Rewrite all of the material below, replacing "even-odd rule" with "nonzero winding rule" and leaving everything else unchanged. Omit the pictures from your answer.

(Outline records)
--
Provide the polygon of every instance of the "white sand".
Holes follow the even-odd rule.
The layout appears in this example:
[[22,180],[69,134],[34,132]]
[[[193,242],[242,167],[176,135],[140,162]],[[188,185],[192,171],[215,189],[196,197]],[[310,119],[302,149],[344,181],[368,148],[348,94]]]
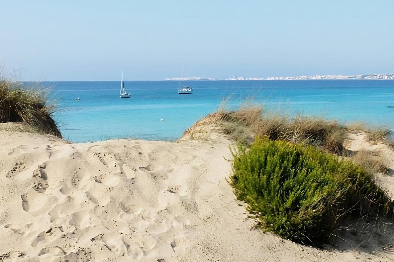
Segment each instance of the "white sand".
[[[6,261],[390,261],[375,246],[322,250],[253,229],[226,179],[229,141],[70,144],[0,132]],[[394,161],[393,162],[394,163]]]

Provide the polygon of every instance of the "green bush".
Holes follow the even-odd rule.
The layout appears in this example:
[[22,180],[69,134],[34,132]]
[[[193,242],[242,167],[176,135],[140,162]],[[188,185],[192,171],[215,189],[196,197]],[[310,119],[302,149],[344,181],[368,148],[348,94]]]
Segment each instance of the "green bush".
[[285,238],[320,245],[345,216],[392,215],[392,201],[369,173],[316,147],[258,137],[233,154],[238,199]]

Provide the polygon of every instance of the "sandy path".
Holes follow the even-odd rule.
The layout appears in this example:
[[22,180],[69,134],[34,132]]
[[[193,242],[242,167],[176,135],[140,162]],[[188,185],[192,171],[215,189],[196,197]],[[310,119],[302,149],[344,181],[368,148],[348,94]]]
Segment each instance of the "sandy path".
[[[229,141],[67,144],[0,133],[0,255],[13,261],[389,261],[252,229]],[[375,252],[376,253],[376,252]]]

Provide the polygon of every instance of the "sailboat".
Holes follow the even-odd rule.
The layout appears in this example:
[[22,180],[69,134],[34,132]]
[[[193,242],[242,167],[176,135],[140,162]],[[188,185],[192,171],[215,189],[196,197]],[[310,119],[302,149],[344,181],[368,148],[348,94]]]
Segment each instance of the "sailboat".
[[185,87],[185,84],[183,83],[183,80],[182,80],[182,89],[178,90],[178,93],[179,94],[193,94],[193,87]]
[[182,66],[182,89],[178,89],[178,93],[179,94],[193,94],[193,88],[190,87],[185,87],[184,83],[184,77],[183,77],[183,66]]
[[123,81],[123,69],[122,69],[122,80],[121,81],[121,94],[119,96],[121,98],[130,98],[130,93],[125,91],[125,82]]

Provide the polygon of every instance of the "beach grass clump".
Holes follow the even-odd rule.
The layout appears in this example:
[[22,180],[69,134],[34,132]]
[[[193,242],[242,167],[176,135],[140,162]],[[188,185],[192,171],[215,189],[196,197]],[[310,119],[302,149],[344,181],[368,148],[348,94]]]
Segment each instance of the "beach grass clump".
[[231,138],[250,144],[256,136],[284,140],[293,143],[318,146],[330,152],[340,153],[347,129],[335,120],[294,117],[279,113],[263,113],[261,107],[245,107],[232,111],[219,111],[225,132]]
[[55,108],[48,105],[47,92],[38,87],[0,79],[0,123],[20,122],[37,132],[61,137],[51,117]]
[[320,246],[346,217],[392,215],[392,201],[369,172],[315,146],[257,137],[233,154],[238,198],[285,238]]

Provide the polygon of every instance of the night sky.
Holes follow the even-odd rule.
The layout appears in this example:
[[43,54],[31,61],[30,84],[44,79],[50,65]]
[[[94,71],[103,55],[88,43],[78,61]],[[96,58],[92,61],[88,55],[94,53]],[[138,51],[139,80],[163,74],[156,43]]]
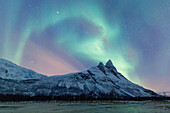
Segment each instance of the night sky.
[[0,0],[0,57],[46,75],[112,60],[170,90],[170,0]]

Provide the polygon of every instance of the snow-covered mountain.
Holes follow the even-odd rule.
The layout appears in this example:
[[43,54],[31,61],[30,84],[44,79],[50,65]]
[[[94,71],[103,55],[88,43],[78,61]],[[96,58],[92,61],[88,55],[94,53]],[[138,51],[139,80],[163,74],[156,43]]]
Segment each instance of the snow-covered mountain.
[[45,77],[32,70],[17,66],[16,64],[0,59],[0,78],[12,80],[40,79]]
[[[44,77],[6,60],[0,61],[0,69],[0,94],[94,99],[158,96],[153,91],[127,80],[117,72],[111,60],[106,65],[99,63],[98,66],[83,72],[51,77]],[[5,73],[12,75],[9,77]]]

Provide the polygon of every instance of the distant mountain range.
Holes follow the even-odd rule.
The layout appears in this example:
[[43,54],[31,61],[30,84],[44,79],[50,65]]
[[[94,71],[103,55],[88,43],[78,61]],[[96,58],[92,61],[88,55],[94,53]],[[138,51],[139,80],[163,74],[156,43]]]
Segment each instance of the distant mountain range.
[[83,72],[48,77],[0,59],[0,94],[80,100],[159,96],[127,80],[111,60]]

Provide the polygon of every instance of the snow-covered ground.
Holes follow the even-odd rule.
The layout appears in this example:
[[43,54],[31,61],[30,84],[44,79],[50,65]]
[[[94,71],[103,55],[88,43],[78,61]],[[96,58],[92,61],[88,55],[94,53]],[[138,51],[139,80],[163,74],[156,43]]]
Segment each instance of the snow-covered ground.
[[0,113],[169,113],[166,101],[7,102]]

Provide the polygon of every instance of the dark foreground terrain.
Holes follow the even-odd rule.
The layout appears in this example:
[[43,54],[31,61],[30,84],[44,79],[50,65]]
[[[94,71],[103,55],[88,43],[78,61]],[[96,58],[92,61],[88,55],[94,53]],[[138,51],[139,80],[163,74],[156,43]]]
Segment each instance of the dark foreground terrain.
[[1,102],[0,113],[170,113],[170,101]]

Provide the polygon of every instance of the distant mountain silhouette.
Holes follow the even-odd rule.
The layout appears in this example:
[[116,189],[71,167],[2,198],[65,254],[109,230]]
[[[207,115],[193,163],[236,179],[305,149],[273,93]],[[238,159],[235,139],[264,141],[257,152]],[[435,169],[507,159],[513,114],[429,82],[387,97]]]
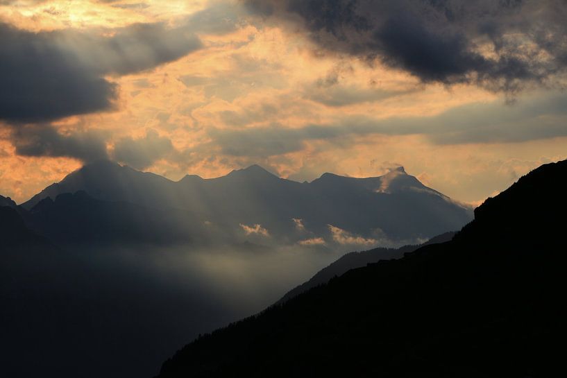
--
EXPECTED OUTPUT:
Provide the polygon of every instance of the "white sand".
Holes follow the nonzero winding rule.
The layout appears in this example:
[[22,180],[69,134],[34,132]]
[[[193,242],[242,167],[176,135],[140,162]],[[188,185],[192,171],[215,189],[196,197]],[[310,119],[302,149],[344,181],[368,148],[348,94]]]
Segment each instance of the "white sand".
[[[6,261],[390,261],[375,246],[322,250],[253,229],[226,179],[229,141],[70,144],[0,132]],[[394,161],[393,162],[394,163]]]

Provide the polygon of every instance of the "green bush".
Holes follow the nonzero winding rule.
The layout appears in this example:
[[22,180],[69,134],[34,132]]
[[[193,242],[242,167],[176,135],[140,162]],[[188,185],[192,171],[215,189],[196,197]],[[310,119],[302,149],[344,181],[368,148],[348,94]]]
Segment each instance of the "green bush".
[[285,238],[320,245],[345,216],[392,215],[392,201],[369,173],[316,147],[258,137],[233,154],[238,199]]

Provide the polygon of every instance of the "sandy path".
Holes follow the nonzero winding rule.
The layout appears in this example:
[[22,180],[69,134],[34,132]]
[[[193,242],[242,167],[176,135],[140,162]],[[188,185],[192,171],[215,189],[196,197]],[[310,119],[302,149],[344,181],[368,148],[348,94]]]
Segment each instance of the "sandy path".
[[[229,141],[67,144],[0,133],[0,255],[13,261],[389,261],[252,229]],[[375,252],[376,253],[376,252]]]

Provide the polygon of every instance of the "sailboat".
Holes follow the nonzero winding rule.
The layout appears in this example:
[[22,180],[69,134],[34,132]]
[[[193,242],[242,167],[176,135],[140,162]],[[188,185],[192,171],[215,189],[196,197]],[[310,119],[302,149],[344,181],[368,148],[348,94]]]
Segment each instance of the "sailboat".
[[185,87],[185,84],[183,83],[183,80],[182,80],[182,89],[178,90],[178,93],[179,94],[193,94],[193,87]]
[[182,66],[182,89],[178,89],[178,93],[179,94],[193,94],[193,88],[190,87],[185,87],[184,83],[184,77],[183,77],[183,66]]
[[123,81],[123,69],[122,69],[122,80],[121,81],[121,94],[119,96],[121,98],[130,98],[130,93],[125,91],[125,82]]

Provide the polygon of every instance of the "beach grass clump".
Holes follow the nonzero winding rule.
The layout appears in this example:
[[22,180],[69,134],[34,132]]
[[[193,242],[242,167],[176,135],[140,162]],[[188,185],[192,171],[215,189],[196,197]],[[310,119],[302,149],[344,181],[368,148],[348,94]]]
Segment each instance of the "beach grass clump".
[[231,138],[250,144],[256,136],[284,140],[293,143],[318,146],[330,152],[340,153],[347,129],[335,120],[294,117],[279,113],[263,113],[261,107],[245,107],[232,111],[219,111],[225,132]]
[[55,108],[48,105],[47,92],[38,87],[0,79],[0,123],[20,122],[37,132],[61,137],[51,117]]
[[320,246],[346,217],[392,215],[392,201],[369,172],[315,146],[257,137],[233,154],[238,198],[285,238]]

Provide the polygon of every instance of the night sky.
Holes follow the nonzero winding rule.
The layout appears in this example:
[[43,54],[31,61],[30,84],[44,79],[50,65]]
[[[94,71],[103,55],[88,43],[78,61]],[[96,58],[92,61],[88,55],[94,53]],[[138,51],[139,80],[163,74],[156,43]]]
Segment each instance of the night sky.
[[0,0],[0,57],[46,75],[112,60],[170,90],[170,0]]

Provide the polygon of every instance of the snow-covered mountain.
Holes follow the nonzero winding rule.
The layout appears in this example:
[[43,54],[31,61],[30,84],[44,79],[50,65]]
[[[94,71],[103,55],[88,43],[78,61]],[[96,58],[92,61],[88,55],[94,53]],[[138,51],[139,80],[163,74],[156,43]]]
Segment each instance of the snow-covered mountain.
[[45,77],[32,70],[17,66],[16,64],[0,59],[0,78],[12,80],[40,79]]
[[[44,77],[6,60],[0,61],[0,69],[0,94],[94,99],[158,96],[153,91],[127,80],[117,72],[111,60],[106,65],[99,63],[98,66],[83,72],[51,77]],[[5,73],[12,75],[9,77]]]

Provide the polygon of every instance of the distant mountain range.
Holes follow the nonzero winding rule.
The layout appears in this example:
[[43,54],[31,61],[30,84],[44,79],[50,65]]
[[[94,71],[103,55],[88,43],[78,61]],[[96,58],[92,61],[88,55],[94,53]],[[138,51],[139,80],[163,74],[156,43]]]
Segment each instance of the distant mountain range.
[[83,72],[48,77],[0,59],[0,94],[80,100],[159,96],[127,80],[111,60]]

Provide the polygon of every instance of the snow-covered ground.
Holes follow the nonzero winding rule.
The layout appears in this example:
[[43,54],[31,61],[30,84],[44,79],[50,65]]
[[[94,71],[103,55],[88,43],[78,61]],[[96,58],[92,61],[88,55],[94,53]],[[138,51],[139,80],[163,74],[156,43]]]
Segment each instance of the snow-covered ground.
[[0,113],[169,113],[166,101],[7,102]]

Provide the polygon of every instance of the dark foreground terrain.
Holes follow the nonzero winding rule.
The layout appears in this example:
[[43,54],[31,61],[30,84],[44,79],[50,65]]
[[[94,71],[103,55],[88,43],[78,61]],[[96,58],[92,61],[88,55],[94,53]],[[138,51],[139,80],[163,74],[156,43]]]
Segment each instance of the dark foreground terrain.
[[1,102],[0,113],[170,113],[170,101]]

Provide the polygon of every instance of the distant mountain silhouette.
Holes follow the nonzero winding rule.
The layout appears in this example:
[[116,189],[71,167],[2,198],[65,254],[109,230]]
[[[207,115],[193,163],[236,179],[305,149],[273,93]],[[238,159],[235,139],[264,141],[257,152]],[[435,169],[507,159],[513,114],[429,82],[387,97]]]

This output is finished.